• _Work task_: What you hand back must match the records word for word, with no pictures.

• _Exercise data_:
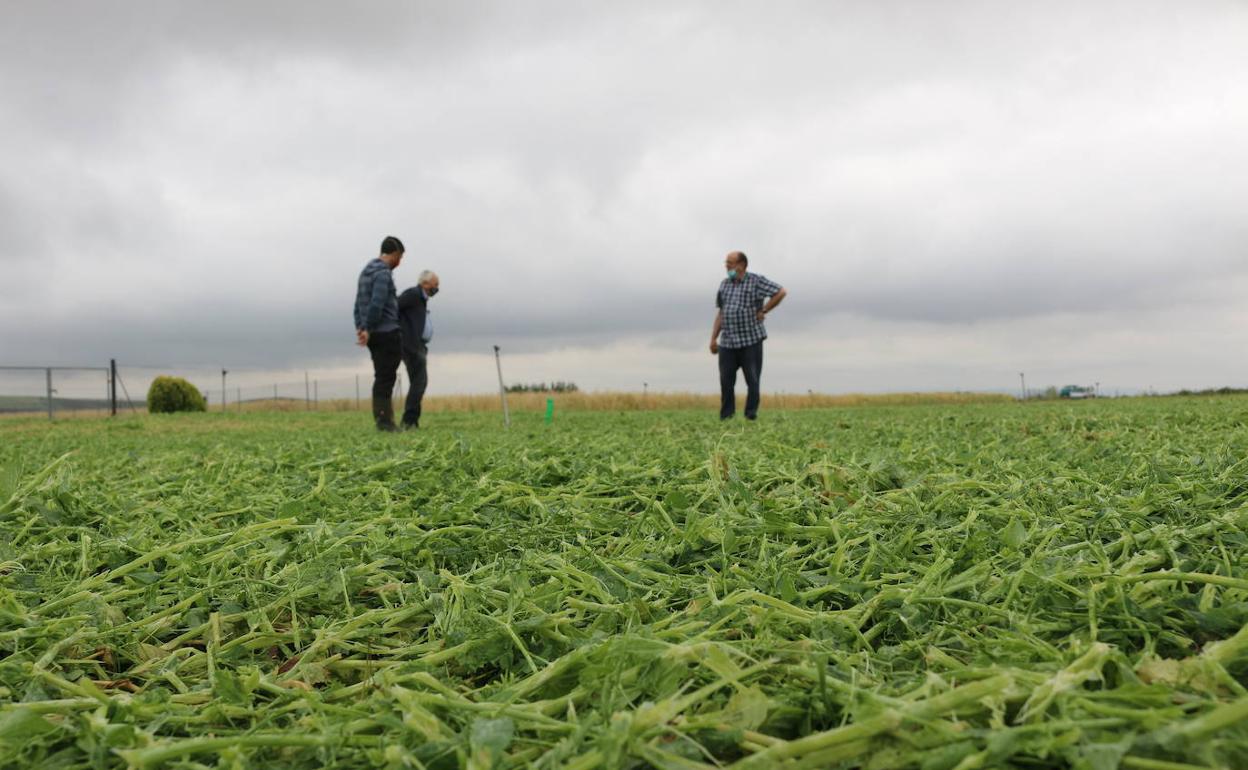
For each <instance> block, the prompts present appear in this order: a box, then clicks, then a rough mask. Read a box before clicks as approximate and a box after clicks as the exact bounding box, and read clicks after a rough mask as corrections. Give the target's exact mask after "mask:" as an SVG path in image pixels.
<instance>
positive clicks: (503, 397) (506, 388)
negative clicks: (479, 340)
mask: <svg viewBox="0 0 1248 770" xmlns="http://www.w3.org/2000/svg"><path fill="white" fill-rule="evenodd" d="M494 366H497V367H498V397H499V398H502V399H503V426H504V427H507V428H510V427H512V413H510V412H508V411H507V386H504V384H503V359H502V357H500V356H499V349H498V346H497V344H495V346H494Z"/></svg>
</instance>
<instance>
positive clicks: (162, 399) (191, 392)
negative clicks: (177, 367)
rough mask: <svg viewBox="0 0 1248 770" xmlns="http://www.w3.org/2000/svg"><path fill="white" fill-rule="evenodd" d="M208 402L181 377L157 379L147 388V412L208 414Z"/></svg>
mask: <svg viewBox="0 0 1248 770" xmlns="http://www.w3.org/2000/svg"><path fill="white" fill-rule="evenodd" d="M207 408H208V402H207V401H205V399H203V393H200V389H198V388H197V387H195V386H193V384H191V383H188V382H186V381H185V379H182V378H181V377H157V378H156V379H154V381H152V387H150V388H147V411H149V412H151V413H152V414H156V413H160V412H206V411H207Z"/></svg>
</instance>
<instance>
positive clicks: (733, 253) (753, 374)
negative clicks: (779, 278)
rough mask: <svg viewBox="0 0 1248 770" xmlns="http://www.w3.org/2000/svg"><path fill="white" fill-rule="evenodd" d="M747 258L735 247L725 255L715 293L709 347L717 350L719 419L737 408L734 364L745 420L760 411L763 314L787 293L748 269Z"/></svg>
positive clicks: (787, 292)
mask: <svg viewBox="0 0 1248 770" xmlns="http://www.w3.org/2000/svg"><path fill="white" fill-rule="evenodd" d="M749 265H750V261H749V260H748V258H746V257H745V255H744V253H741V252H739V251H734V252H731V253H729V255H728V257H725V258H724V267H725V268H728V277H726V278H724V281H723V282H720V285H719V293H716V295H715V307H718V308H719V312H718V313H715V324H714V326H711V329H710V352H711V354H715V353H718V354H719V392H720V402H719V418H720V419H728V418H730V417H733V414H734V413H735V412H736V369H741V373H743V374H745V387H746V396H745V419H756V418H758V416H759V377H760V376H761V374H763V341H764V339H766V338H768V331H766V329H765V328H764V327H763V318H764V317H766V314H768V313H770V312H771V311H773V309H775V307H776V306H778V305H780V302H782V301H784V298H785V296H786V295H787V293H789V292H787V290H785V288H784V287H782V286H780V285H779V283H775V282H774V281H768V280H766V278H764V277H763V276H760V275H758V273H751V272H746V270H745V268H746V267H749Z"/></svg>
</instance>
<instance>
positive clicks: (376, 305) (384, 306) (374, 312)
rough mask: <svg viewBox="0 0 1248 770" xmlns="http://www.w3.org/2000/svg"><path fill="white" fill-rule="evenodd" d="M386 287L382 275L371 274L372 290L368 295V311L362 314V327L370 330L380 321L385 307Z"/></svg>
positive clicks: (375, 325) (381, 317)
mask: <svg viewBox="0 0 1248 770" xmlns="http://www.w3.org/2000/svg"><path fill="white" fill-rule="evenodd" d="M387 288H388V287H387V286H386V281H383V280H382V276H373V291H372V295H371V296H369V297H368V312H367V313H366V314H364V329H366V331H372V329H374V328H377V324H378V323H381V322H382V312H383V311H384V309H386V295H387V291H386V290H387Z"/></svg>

• _Worked solution_:
For each <instance> block, the prompts present appear in this order: a box, then clicks, then a rough mask. Read a box before clicks as approximate and a box after clicks as the exact bounding box, and read clicks after a rough mask as corrections. Give the target's exact mask after "mask:" as an SVG path in image pixels.
<instance>
positive clicks: (503, 397) (506, 388)
negative clicks: (479, 340)
mask: <svg viewBox="0 0 1248 770" xmlns="http://www.w3.org/2000/svg"><path fill="white" fill-rule="evenodd" d="M494 366H497V367H498V397H499V398H502V399H503V426H504V427H507V428H510V427H512V413H510V412H508V411H507V386H504V384H503V359H502V357H500V356H499V349H498V346H497V344H495V346H494Z"/></svg>
</instance>
<instance>
positive clicks: (162, 399) (191, 392)
negative clicks: (177, 367)
rough mask: <svg viewBox="0 0 1248 770" xmlns="http://www.w3.org/2000/svg"><path fill="white" fill-rule="evenodd" d="M208 402L181 377L157 379L147 388V412L208 414Z"/></svg>
mask: <svg viewBox="0 0 1248 770" xmlns="http://www.w3.org/2000/svg"><path fill="white" fill-rule="evenodd" d="M207 408H208V402H207V401H205V399H203V393H200V389H198V388H197V387H195V386H193V384H191V383H188V382H186V381H185V379H182V378H181V377H157V378H156V379H154V381H152V387H150V388H147V411H149V412H151V413H152V414H156V413H160V412H206V411H207Z"/></svg>
</instance>
<instance>
positive clicks: (733, 253) (753, 374)
negative clicks: (779, 278)
rough mask: <svg viewBox="0 0 1248 770" xmlns="http://www.w3.org/2000/svg"><path fill="white" fill-rule="evenodd" d="M747 258L735 247L725 255L715 293L709 347L717 350L719 419L737 408L734 364L745 420L760 411L763 314L787 293L748 269Z"/></svg>
positive clicks: (787, 292)
mask: <svg viewBox="0 0 1248 770" xmlns="http://www.w3.org/2000/svg"><path fill="white" fill-rule="evenodd" d="M749 265H750V261H749V260H748V258H746V257H745V255H744V253H741V252H739V251H734V252H731V253H729V255H728V257H725V258H724V267H725V268H728V277H726V278H724V281H723V282H720V285H719V293H716V295H715V307H718V308H719V312H718V313H715V324H714V326H711V329H710V352H711V354H715V353H718V354H719V392H720V402H719V418H720V419H728V418H730V417H733V414H734V413H735V412H736V369H741V373H743V374H745V387H746V396H745V419H756V418H758V416H759V377H760V376H761V374H763V341H764V339H766V338H768V331H766V329H765V328H764V327H763V318H764V317H766V314H768V313H770V312H771V311H773V309H775V307H776V306H778V305H780V302H782V301H784V298H785V296H786V295H787V293H789V292H787V290H785V288H784V287H782V286H780V285H779V283H775V282H774V281H768V280H766V278H764V277H763V276H760V275H758V273H751V272H746V270H745V268H746V267H749Z"/></svg>
</instance>
<instance>
positive clicks: (376, 305) (384, 306) (374, 312)
rough mask: <svg viewBox="0 0 1248 770" xmlns="http://www.w3.org/2000/svg"><path fill="white" fill-rule="evenodd" d="M386 287L382 275L371 274L372 290L368 295V311L362 314V327L370 330L380 321L385 307Z"/></svg>
positive clicks: (375, 325) (381, 317)
mask: <svg viewBox="0 0 1248 770" xmlns="http://www.w3.org/2000/svg"><path fill="white" fill-rule="evenodd" d="M387 288H388V287H387V286H386V281H383V280H382V276H373V291H372V295H371V296H369V297H368V312H367V313H366V314H364V329H366V331H372V329H374V328H377V324H378V323H381V322H382V312H383V311H384V309H386V295H387V291H386V290H387Z"/></svg>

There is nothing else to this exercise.